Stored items
━━━━━━━━━━━━━━━━━━━━━━━━━━━━━━
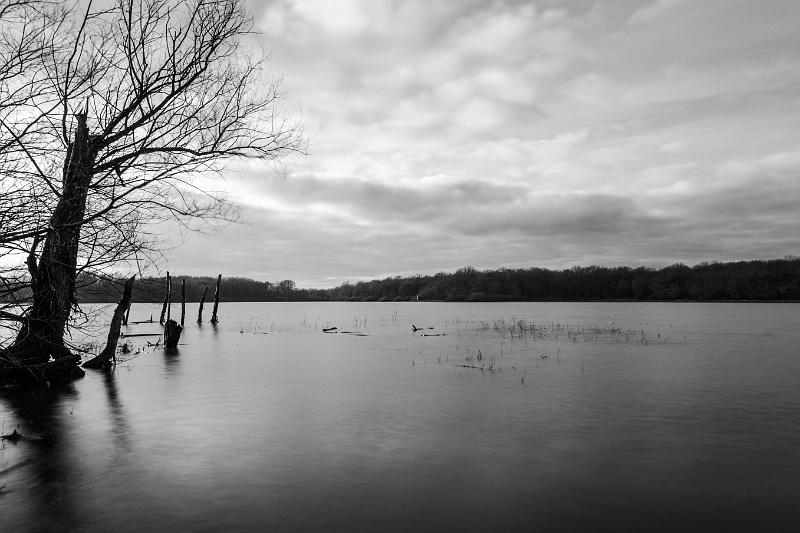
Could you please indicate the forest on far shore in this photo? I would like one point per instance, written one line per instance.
(764, 280)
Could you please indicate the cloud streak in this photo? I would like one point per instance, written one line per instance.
(523, 134)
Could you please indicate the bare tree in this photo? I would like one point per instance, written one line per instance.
(140, 97)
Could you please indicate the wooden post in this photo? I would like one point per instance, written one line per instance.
(127, 312)
(183, 300)
(109, 354)
(172, 334)
(202, 301)
(169, 296)
(214, 318)
(166, 300)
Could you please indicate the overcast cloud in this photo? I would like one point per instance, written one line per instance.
(516, 134)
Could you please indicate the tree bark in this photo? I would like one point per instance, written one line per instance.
(166, 301)
(53, 277)
(108, 355)
(183, 300)
(172, 334)
(202, 301)
(214, 319)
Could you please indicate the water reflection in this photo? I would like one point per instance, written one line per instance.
(43, 485)
(120, 431)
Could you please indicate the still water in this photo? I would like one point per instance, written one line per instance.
(565, 417)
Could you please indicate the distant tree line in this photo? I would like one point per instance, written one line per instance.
(772, 280)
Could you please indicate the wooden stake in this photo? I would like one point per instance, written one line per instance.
(202, 301)
(183, 300)
(169, 296)
(214, 318)
(166, 300)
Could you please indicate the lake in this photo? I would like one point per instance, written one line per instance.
(500, 417)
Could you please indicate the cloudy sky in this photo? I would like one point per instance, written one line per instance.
(513, 134)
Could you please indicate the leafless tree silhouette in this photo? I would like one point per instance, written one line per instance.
(114, 114)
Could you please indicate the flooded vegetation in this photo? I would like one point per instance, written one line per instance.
(553, 417)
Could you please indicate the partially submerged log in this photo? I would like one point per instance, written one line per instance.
(202, 301)
(214, 318)
(172, 334)
(108, 357)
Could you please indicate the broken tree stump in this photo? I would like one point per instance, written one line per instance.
(108, 356)
(214, 318)
(202, 301)
(172, 334)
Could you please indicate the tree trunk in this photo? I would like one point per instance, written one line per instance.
(214, 319)
(172, 334)
(53, 278)
(183, 300)
(166, 301)
(202, 301)
(108, 354)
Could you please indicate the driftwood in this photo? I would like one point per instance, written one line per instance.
(202, 301)
(108, 356)
(165, 307)
(172, 334)
(214, 318)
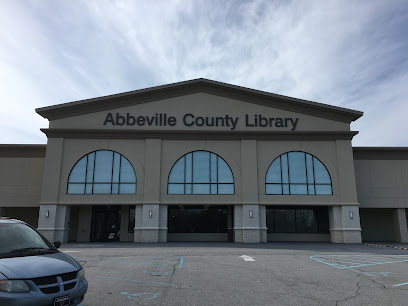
━━━━━━━━━━━━━━━━━━━━━━━━━━━━━━
→ Requirements: Please turn every line of the rows above into a numbered list, leaving out blank lines and the pictures.

→ Written solution:
1. Could you please indicate the forest on far shore in this photo? I would like one point per instance, written one line per instance.
2. (764, 280)
3. Could you please indicate the cloud streak in this photo? I would like one point per instance, written one line per instance.
4. (523, 134)
5. Could you please indicate the bare tree in this photo? I would like one point per instance, written one line per instance.
6. (140, 97)
7. Could you please indicate the wooden post in this photo? I would like one point per instance, written one line per instance.
8. (127, 312)
9. (183, 300)
10. (109, 354)
11. (172, 334)
12. (202, 301)
13. (169, 296)
14. (214, 318)
15. (166, 300)
16. Could you please indicate the overcast cloud in this photo? I would like one point per instance, written one line per instance.
17. (516, 134)
18. Could you please indicate the tree bark in this photo? I would like one point per instance, written one line per instance.
19. (166, 301)
20. (53, 277)
21. (108, 355)
22. (183, 300)
23. (172, 334)
24. (202, 301)
25. (214, 319)
26. Could you please indicate the water reflection in this photo? I would like one point per instance, written one line per instance.
27. (43, 485)
28. (120, 431)
29. Could you please indicate the still water in this photo? I would like one point per instance, written one line per instance.
30. (565, 417)
31. Could you please indicate the distant tree line in this photo? I would like one point per instance, written one line per instance.
32. (772, 280)
33. Could you please indicate the wooden stake in this photo? I would like one point per instance, written one line per instance.
34. (202, 301)
35. (183, 300)
36. (169, 296)
37. (214, 318)
38. (166, 300)
39. Could you please indicate the lake in this photo? I would like one point per instance, written one line per instance.
40. (500, 417)
41. Could you please indicate the cloudy sky in this photo? I would like one point per instance, written one line per instance.
42. (513, 134)
43. Could you please indicate the leafless tree silhouette in this photo? I would like one point per instance, written one line per instance.
44. (114, 114)
45. Could you please indicate the flooded vegetation in this photo? I would like one point per instance, written one line per instance.
46. (553, 417)
47. Could you please indicate the partially submerged log in this photo? I would like one point per instance, written one line per instance.
48. (202, 301)
49. (214, 318)
50. (172, 334)
51. (108, 357)
52. Could you please indicate the broken tree stump in this photo? I would like one point per instance, written one line per instance.
53. (108, 356)
54. (214, 318)
55. (202, 301)
56. (172, 334)
57. Could you please indicate the tree trunk in this photo? I would like one point per instance, written one line per instance.
58. (214, 319)
59. (172, 334)
60. (53, 278)
61. (183, 300)
62. (166, 301)
63. (202, 301)
64. (108, 354)
65. Could you please indicate the driftwood in this photo? I would like one point per instance, written one line per instance.
66. (202, 301)
67. (108, 356)
68. (165, 307)
69. (172, 334)
70. (214, 318)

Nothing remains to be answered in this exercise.